(Beginning of Raw data)

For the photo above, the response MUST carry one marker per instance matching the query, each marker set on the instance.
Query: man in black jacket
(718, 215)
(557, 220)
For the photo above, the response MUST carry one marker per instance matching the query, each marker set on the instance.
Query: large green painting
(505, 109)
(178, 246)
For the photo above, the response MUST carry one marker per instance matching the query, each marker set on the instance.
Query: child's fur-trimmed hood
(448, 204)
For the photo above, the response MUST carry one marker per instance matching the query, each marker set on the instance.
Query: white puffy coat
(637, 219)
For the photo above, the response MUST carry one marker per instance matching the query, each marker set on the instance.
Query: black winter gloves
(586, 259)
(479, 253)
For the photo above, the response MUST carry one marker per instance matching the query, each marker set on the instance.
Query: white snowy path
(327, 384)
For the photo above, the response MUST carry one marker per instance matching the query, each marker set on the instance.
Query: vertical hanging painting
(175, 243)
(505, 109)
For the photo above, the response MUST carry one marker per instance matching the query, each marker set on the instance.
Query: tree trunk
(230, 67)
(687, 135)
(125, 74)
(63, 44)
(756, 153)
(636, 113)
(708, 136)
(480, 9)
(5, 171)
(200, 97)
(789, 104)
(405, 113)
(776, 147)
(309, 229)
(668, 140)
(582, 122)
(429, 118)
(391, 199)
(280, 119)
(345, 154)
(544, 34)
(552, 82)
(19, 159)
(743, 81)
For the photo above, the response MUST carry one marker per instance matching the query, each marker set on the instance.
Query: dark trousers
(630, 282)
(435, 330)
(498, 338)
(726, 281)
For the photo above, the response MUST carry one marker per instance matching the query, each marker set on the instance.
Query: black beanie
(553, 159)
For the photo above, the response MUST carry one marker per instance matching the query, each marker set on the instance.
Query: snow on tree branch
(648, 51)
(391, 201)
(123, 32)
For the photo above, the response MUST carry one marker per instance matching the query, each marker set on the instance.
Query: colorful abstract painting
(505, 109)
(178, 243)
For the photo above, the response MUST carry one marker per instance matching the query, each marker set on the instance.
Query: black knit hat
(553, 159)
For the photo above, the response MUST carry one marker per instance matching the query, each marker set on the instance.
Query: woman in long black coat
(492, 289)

(End of Raw data)

- [Required work] Only the lines from the one with "Query: black beanie" through the end of the material are wanted; copy them exactly, both ends included.

- [Final answer]
Query: black beanie
(553, 159)
For the photo above, the response MUST carry one marker per instance matching the query, each marker set on the instance.
Query: snow on tree branch
(648, 51)
(391, 201)
(123, 32)
For the photo above, the response MUST carry one marker per instance matching the query, each marker set on the instance.
Query: colorful abstract painting
(505, 109)
(178, 243)
For the photo above, the response MUST carry one marker per instance matching the query, each marker set on the instance.
Query: black knit hat
(553, 159)
For the photo above, the response MUST carry one marker per instance matching the query, each marker set on the instance.
Query: woman in long black coat
(492, 289)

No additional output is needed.